From the entries that follow, reproduce exactly and only the lines from the line with "# Looking at the image above, find every green" to the line with "# Looking at the image above, find every white", endpoints included.

Dataset entries:
--*--

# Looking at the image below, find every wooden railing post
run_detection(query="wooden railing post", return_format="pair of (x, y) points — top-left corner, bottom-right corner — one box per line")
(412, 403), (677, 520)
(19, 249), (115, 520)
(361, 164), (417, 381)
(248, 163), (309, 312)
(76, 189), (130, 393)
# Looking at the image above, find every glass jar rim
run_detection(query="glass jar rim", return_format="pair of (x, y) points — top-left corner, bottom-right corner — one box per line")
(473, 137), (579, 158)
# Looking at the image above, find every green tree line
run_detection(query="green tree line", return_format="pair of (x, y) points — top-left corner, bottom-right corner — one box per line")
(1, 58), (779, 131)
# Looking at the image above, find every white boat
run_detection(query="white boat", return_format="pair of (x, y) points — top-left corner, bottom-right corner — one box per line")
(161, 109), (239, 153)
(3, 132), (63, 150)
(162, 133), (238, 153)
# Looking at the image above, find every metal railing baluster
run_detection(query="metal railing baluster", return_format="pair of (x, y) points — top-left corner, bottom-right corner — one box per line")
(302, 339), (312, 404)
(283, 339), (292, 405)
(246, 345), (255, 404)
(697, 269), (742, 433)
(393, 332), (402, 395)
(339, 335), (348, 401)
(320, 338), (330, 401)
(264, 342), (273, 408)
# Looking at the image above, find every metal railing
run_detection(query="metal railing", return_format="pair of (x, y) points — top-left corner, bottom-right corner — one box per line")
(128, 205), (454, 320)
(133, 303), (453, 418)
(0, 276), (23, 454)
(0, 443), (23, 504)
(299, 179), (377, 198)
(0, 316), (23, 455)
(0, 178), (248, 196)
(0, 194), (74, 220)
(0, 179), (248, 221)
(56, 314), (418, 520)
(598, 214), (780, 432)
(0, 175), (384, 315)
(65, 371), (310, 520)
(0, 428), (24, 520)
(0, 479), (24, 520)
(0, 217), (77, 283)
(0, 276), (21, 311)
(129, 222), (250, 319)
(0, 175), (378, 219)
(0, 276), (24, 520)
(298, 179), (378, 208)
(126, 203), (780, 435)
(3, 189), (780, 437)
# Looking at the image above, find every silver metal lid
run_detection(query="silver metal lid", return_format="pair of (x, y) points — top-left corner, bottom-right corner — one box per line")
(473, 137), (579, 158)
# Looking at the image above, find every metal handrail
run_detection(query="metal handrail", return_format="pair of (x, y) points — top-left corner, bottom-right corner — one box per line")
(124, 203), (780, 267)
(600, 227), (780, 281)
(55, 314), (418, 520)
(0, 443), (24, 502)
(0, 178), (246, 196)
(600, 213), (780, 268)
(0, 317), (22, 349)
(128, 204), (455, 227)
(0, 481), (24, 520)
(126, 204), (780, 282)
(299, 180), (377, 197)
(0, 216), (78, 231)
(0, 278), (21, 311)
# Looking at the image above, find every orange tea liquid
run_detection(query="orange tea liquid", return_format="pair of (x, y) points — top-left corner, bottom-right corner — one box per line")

--*--

▶ **TASK RESPONSE**:
# Looking at the image above, find every green tree line
run_detection(query="green tree line", return_format="pair of (x, y) points — top-left corner, bottom-right corner — one box per line")
(1, 58), (779, 131)
# Looking at the image above, find every white boat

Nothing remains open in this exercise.